_Stated exercise:_
Write out verbatim the lines of the records below, starting at the line containing "Return one point per instance of the gray" and ending at the line containing "[(214, 213), (212, 142)]", with both of those lines included.

Location identification items:
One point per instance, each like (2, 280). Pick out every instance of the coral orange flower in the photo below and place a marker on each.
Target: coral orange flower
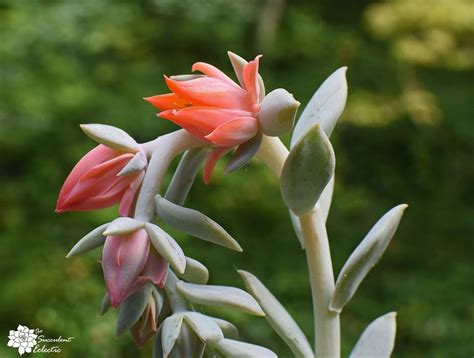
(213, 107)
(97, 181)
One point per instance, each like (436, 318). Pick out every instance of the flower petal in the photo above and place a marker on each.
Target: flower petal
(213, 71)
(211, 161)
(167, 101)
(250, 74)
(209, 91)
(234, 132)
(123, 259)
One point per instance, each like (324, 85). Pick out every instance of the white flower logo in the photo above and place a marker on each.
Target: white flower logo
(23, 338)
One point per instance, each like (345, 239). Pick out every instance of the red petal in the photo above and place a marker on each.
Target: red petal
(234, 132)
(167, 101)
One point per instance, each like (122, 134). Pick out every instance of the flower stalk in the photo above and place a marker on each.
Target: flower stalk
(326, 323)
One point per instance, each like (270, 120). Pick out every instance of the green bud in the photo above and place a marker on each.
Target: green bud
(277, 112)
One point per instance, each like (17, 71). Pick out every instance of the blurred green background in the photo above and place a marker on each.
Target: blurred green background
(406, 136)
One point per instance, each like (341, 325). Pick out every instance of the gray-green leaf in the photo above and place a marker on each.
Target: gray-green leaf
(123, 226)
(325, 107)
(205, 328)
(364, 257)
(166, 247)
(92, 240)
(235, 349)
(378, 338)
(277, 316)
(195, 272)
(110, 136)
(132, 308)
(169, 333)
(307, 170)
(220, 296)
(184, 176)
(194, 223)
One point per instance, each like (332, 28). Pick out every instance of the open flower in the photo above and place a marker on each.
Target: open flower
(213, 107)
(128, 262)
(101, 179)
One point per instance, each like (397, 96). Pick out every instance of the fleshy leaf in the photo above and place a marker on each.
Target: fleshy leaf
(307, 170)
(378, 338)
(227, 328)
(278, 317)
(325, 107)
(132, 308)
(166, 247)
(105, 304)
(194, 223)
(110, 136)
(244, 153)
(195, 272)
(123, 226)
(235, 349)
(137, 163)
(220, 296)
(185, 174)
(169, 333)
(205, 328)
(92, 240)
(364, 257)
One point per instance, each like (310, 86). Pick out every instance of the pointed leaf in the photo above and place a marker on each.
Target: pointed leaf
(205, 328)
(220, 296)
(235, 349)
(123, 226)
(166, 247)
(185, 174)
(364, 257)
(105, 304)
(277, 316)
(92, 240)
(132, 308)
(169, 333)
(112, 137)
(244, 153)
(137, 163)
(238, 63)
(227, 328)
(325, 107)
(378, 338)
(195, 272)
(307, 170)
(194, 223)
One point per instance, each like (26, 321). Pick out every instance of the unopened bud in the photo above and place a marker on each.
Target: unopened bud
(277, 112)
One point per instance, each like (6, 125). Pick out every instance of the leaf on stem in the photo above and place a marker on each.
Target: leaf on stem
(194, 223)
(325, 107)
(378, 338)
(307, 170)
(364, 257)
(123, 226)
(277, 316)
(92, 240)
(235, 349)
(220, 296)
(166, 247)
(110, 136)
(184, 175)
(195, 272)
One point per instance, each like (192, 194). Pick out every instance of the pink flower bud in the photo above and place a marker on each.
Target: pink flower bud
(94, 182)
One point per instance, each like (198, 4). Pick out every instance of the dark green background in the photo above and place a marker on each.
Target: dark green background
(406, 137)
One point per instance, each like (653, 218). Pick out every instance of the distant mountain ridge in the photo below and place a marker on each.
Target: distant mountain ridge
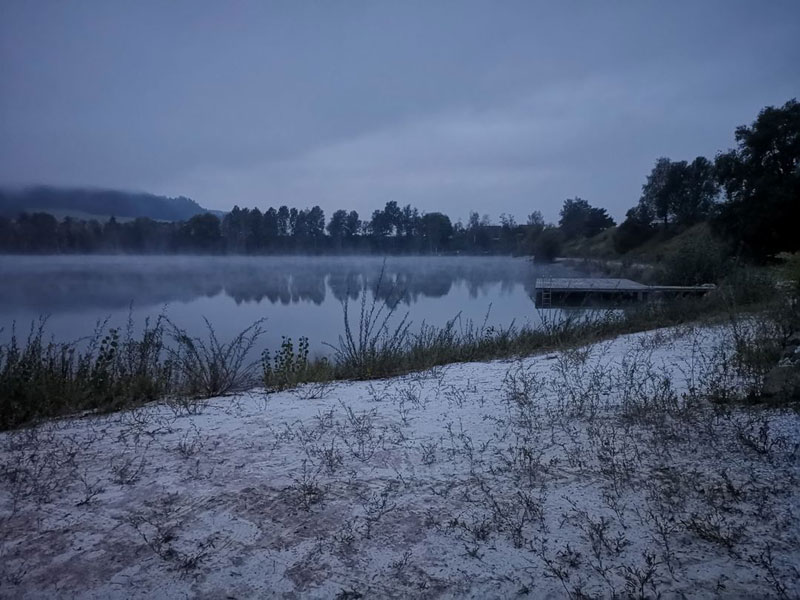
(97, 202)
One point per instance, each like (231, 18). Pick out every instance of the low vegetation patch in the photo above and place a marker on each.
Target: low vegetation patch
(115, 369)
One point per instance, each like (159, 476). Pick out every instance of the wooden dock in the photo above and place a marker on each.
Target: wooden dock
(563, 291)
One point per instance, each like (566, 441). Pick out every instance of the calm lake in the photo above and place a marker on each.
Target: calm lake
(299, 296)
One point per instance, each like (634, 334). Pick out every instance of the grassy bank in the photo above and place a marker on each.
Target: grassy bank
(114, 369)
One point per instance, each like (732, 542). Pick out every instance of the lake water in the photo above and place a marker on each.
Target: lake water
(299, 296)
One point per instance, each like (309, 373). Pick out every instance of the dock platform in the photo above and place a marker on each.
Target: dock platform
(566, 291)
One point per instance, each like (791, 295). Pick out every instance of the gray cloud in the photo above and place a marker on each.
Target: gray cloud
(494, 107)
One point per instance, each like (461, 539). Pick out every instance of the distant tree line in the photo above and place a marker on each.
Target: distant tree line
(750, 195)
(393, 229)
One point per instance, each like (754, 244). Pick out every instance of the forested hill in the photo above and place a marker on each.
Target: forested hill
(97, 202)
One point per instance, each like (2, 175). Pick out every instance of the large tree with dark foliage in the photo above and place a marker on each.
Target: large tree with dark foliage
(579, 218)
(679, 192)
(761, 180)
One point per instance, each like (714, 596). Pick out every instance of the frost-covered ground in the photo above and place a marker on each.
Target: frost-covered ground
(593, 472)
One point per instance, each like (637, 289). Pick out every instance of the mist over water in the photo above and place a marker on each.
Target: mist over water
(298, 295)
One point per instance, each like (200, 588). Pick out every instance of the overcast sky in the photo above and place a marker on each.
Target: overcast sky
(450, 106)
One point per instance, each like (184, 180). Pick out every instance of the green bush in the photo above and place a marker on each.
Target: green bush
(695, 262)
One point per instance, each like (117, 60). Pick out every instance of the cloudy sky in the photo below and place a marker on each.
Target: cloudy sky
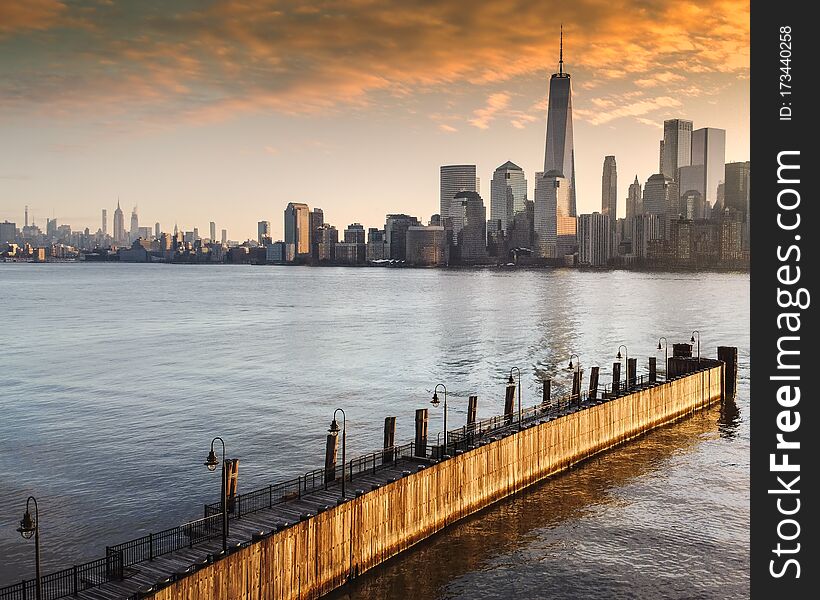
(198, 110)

--

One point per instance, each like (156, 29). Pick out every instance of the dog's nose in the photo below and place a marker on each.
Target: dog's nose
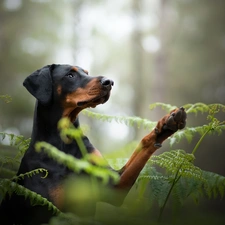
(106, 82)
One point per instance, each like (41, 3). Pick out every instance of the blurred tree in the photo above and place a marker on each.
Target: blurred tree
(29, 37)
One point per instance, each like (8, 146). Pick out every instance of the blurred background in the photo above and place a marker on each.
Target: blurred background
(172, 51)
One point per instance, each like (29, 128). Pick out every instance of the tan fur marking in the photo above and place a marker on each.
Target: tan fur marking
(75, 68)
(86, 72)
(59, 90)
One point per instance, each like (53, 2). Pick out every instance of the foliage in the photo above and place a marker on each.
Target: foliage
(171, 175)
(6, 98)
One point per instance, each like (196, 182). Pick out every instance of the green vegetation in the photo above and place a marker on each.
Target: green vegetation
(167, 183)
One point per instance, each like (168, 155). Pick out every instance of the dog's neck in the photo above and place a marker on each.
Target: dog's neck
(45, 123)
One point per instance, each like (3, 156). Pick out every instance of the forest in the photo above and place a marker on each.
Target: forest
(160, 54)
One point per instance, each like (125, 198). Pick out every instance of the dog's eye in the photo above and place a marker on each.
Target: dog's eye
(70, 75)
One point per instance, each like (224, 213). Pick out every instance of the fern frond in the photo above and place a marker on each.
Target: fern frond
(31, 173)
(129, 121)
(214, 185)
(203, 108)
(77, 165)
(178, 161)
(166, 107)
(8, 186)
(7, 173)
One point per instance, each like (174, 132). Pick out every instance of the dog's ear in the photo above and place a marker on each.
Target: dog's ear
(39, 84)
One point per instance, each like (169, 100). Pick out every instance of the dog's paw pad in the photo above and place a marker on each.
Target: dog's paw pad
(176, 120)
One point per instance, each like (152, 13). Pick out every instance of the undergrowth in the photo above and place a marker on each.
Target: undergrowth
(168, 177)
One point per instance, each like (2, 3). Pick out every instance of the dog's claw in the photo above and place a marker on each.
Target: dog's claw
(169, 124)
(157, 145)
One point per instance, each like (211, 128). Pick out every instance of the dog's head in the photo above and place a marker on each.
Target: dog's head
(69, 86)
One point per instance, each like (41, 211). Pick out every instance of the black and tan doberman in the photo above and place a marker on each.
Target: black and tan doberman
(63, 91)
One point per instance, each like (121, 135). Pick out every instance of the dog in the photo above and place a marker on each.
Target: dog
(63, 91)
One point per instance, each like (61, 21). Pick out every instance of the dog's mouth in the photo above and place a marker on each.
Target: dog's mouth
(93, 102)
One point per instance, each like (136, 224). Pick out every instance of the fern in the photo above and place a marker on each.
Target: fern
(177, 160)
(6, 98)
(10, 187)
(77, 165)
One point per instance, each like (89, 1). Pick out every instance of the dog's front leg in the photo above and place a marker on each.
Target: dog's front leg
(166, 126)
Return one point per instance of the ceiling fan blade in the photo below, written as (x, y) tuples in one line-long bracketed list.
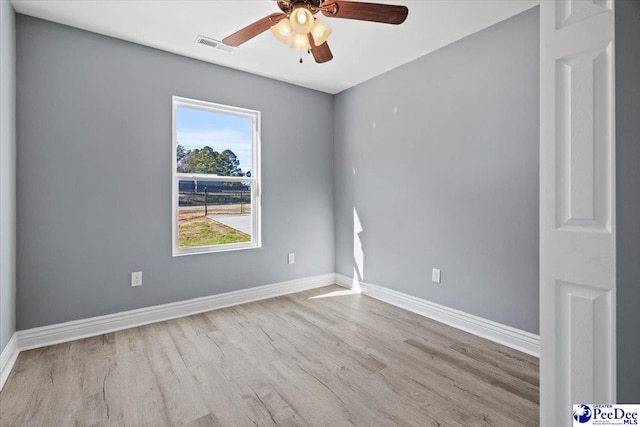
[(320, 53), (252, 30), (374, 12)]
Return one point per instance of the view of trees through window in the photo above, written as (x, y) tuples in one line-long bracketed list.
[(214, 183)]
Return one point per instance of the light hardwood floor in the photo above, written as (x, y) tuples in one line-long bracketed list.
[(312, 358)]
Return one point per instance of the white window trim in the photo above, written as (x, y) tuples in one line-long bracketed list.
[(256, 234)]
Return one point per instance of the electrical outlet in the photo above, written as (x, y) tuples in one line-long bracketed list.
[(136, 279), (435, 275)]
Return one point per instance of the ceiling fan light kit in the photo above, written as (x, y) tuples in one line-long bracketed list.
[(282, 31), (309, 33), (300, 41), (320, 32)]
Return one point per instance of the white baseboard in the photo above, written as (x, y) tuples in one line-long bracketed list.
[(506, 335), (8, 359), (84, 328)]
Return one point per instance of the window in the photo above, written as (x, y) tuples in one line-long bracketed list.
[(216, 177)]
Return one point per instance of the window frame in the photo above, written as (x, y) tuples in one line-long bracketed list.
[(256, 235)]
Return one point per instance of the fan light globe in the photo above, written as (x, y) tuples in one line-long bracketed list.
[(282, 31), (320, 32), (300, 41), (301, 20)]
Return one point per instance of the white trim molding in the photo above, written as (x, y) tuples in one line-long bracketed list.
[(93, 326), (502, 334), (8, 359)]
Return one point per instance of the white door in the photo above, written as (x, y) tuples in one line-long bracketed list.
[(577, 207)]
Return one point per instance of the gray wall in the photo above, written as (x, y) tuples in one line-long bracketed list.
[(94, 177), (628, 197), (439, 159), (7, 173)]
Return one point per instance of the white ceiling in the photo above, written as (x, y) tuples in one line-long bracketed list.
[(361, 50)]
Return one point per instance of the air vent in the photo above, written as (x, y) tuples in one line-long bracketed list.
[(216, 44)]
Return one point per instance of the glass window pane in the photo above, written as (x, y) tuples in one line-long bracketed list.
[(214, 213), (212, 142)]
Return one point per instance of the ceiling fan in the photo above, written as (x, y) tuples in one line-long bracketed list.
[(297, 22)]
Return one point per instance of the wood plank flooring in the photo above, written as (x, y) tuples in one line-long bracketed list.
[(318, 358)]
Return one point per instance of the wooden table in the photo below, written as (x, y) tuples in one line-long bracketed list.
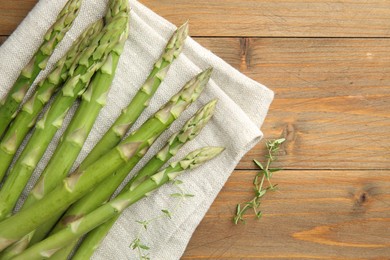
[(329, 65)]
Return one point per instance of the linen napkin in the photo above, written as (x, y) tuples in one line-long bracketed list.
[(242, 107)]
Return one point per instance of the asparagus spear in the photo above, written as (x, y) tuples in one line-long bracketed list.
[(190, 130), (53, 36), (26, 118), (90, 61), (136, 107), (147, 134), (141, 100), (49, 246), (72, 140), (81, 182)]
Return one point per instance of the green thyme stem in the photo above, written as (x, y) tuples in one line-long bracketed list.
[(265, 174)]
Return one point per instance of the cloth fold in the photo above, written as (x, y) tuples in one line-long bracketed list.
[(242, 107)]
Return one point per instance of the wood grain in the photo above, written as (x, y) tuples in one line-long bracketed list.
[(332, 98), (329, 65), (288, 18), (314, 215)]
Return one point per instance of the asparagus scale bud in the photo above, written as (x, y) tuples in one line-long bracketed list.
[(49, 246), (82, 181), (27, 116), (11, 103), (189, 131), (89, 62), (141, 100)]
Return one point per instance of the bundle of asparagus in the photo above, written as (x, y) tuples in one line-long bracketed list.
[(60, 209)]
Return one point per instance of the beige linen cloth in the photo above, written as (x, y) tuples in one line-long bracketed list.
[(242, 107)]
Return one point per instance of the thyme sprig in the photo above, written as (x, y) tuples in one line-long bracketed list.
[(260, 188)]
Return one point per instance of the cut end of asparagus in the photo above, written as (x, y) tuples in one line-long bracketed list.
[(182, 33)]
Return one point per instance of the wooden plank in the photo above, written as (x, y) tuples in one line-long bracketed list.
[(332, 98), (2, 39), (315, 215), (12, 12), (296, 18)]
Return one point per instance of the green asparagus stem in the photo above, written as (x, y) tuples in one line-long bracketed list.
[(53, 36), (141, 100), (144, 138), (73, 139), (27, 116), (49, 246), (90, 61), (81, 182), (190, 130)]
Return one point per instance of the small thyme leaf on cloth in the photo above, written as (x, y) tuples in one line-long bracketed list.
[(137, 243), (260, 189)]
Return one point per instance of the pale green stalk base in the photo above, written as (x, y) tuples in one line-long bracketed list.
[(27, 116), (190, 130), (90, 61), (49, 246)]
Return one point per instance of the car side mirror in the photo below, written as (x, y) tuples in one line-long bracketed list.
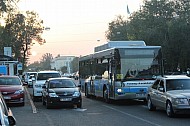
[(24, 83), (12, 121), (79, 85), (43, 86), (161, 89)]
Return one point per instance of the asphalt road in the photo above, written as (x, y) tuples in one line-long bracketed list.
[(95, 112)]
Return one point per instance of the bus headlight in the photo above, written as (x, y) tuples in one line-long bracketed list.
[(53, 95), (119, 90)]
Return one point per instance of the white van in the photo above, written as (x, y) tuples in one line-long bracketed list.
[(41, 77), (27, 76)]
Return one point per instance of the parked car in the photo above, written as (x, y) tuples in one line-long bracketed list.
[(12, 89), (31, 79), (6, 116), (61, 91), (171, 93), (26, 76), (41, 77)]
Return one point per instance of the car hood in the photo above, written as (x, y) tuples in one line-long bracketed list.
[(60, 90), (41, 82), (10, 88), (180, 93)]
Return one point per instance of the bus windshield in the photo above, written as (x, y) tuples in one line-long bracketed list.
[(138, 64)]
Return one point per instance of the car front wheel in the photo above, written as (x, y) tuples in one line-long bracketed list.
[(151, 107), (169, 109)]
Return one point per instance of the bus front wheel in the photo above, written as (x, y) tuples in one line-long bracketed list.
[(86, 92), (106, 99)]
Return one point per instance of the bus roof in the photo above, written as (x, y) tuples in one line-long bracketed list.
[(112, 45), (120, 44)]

_Finished task:_
Return one point per instance of the gray wall in the photo above, written as (x, y) tuples in one line-long bracketed list.
[(94, 177), (628, 197), (439, 159), (7, 173)]
Return one point per instance of the white ceiling in the photo above, written as (x, y) tuples in one line-long bracketed list.
[(361, 50)]
Return one point per instance of the air vent in the photo above, written as (x, y) tuples in one line-long bracketed list.
[(216, 44)]
Return one point per instance of the glass window pane in the photo above, written as (x, y) tuples in one line-long bracketed list.
[(214, 213), (212, 142)]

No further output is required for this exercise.